▸ **SUPPLIED DATA**

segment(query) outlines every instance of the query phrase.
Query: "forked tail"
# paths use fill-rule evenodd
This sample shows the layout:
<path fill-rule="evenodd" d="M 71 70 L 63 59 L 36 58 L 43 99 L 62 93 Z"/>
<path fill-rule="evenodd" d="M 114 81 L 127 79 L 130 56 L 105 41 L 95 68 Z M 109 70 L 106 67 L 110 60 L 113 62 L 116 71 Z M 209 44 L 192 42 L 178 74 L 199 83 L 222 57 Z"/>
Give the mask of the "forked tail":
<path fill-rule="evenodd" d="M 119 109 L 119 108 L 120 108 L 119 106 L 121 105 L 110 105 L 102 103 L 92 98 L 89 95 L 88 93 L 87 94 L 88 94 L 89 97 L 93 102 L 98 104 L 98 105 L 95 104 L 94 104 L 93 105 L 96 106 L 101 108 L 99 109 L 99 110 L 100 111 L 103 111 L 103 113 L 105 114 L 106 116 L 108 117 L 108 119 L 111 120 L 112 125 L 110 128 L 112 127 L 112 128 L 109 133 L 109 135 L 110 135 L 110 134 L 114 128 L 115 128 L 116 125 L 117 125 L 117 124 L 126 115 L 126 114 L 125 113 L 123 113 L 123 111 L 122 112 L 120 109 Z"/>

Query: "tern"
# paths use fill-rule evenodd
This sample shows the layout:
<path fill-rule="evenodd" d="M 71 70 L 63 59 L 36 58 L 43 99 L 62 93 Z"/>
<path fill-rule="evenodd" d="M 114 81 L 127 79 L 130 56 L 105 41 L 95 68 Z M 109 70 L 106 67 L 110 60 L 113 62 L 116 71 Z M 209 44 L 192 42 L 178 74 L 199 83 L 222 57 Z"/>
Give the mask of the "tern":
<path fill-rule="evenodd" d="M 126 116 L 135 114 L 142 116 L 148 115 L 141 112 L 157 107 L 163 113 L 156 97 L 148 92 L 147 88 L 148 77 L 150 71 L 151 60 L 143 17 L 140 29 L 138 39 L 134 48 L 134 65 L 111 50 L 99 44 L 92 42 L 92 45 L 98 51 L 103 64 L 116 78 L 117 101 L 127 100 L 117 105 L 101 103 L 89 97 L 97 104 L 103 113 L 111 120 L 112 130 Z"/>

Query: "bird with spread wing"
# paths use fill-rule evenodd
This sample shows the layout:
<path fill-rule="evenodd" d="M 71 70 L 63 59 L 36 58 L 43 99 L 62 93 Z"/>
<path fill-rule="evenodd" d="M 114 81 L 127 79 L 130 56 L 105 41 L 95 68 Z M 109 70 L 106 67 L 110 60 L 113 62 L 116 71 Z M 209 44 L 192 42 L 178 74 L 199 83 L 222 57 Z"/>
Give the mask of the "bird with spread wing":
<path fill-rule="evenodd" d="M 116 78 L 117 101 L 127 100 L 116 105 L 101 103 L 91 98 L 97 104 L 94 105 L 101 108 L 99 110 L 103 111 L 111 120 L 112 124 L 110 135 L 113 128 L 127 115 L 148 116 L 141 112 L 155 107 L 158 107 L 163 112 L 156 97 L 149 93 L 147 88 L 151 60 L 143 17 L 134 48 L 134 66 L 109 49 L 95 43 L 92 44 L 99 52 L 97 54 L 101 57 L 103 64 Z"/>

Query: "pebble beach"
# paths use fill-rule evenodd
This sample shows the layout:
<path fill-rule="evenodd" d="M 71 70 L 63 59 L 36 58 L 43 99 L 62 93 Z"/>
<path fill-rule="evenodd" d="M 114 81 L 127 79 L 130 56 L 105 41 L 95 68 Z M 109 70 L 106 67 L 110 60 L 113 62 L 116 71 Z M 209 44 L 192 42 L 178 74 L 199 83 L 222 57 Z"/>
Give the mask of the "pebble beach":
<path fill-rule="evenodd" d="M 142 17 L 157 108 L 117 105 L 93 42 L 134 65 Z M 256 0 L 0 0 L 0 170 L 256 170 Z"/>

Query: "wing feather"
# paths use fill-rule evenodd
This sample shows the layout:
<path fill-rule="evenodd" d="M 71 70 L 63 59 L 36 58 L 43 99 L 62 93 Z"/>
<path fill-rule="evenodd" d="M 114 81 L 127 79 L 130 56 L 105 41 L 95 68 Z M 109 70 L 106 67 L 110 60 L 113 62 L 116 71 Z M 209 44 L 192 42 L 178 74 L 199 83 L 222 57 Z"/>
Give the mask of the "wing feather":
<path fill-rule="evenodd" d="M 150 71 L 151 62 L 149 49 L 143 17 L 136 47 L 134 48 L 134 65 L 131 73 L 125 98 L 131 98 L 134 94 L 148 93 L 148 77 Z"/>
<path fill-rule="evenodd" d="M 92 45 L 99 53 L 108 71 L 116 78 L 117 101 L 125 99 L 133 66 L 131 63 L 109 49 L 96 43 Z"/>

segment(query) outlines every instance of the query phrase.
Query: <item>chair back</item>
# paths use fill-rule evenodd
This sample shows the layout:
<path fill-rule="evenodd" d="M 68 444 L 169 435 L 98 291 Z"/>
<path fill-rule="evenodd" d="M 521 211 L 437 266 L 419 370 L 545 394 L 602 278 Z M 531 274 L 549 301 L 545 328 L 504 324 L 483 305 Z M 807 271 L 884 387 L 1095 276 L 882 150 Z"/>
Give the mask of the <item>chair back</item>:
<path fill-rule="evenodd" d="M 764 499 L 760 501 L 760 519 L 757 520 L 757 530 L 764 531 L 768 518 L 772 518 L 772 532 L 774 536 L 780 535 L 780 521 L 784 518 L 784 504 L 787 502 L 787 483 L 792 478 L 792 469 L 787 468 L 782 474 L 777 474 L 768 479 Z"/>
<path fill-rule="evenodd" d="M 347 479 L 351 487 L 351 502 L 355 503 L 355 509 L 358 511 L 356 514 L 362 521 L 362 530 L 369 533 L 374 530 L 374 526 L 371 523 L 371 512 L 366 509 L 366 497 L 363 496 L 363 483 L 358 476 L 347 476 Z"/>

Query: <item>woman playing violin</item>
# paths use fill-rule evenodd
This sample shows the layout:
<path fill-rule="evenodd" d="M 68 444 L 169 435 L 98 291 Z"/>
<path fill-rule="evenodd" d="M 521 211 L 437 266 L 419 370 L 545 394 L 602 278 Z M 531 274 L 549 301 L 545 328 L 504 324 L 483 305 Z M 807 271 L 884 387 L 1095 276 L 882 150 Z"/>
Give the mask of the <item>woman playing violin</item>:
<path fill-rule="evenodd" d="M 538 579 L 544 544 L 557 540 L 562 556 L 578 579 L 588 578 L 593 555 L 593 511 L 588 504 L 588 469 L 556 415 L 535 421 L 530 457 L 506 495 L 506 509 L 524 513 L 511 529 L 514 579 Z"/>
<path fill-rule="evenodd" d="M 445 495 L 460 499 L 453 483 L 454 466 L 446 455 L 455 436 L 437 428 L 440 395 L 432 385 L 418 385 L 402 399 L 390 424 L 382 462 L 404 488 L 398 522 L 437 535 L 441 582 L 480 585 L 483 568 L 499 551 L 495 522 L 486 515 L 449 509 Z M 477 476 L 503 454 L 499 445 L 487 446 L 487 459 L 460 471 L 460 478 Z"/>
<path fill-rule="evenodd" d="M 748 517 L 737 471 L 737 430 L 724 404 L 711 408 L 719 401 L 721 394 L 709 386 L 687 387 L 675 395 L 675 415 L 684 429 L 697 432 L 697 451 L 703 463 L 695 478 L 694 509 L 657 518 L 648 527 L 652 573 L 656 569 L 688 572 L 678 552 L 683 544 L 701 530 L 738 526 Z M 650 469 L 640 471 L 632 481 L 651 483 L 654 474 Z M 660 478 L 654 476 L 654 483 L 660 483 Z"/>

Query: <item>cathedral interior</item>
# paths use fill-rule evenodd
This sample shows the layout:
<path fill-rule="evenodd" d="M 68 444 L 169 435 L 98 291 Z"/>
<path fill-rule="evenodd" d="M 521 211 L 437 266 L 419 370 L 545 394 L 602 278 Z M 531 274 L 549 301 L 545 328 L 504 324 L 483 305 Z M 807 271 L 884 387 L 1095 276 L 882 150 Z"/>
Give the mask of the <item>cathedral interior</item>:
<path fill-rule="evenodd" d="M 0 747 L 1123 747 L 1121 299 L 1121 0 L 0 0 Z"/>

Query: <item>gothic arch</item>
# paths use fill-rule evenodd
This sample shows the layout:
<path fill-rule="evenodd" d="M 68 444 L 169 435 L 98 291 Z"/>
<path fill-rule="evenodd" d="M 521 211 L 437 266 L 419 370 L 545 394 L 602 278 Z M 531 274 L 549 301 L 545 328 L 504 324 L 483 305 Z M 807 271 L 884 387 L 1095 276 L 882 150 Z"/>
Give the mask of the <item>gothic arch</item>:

▸ **REQUIREMENTS**
Copy word for word the lines of the listing above, from the line with "Query: <item>cathedral interior</item>" through the last line of the listing.

▸ **THE OUTPUT**
Query: <item>cathedral interior</item>
# paths use fill-rule evenodd
This sample shows the layout:
<path fill-rule="evenodd" d="M 68 444 L 169 435 L 98 291 Z"/>
<path fill-rule="evenodd" d="M 521 211 L 437 266 L 419 370 L 545 394 L 602 278 Z M 531 274 L 549 301 L 545 328 L 504 324 L 483 305 Z M 807 271 L 884 387 L 1095 276 L 882 150 Z"/>
Give the mask of the <item>cathedral interior</item>:
<path fill-rule="evenodd" d="M 0 747 L 1123 747 L 1121 299 L 1121 0 L 0 0 Z"/>

Query: <item>gothic arch</item>
# paths use fill-rule evenodd
This sample shows the layout:
<path fill-rule="evenodd" d="M 68 444 L 169 435 L 98 291 Z"/>
<path fill-rule="evenodd" d="M 521 211 L 437 266 L 419 370 L 545 394 L 602 278 Z M 531 274 L 549 301 L 545 328 L 504 324 L 483 305 Z M 807 271 L 884 387 L 1095 276 L 882 150 Z"/>
Give the mask of the <item>gothic arch</item>:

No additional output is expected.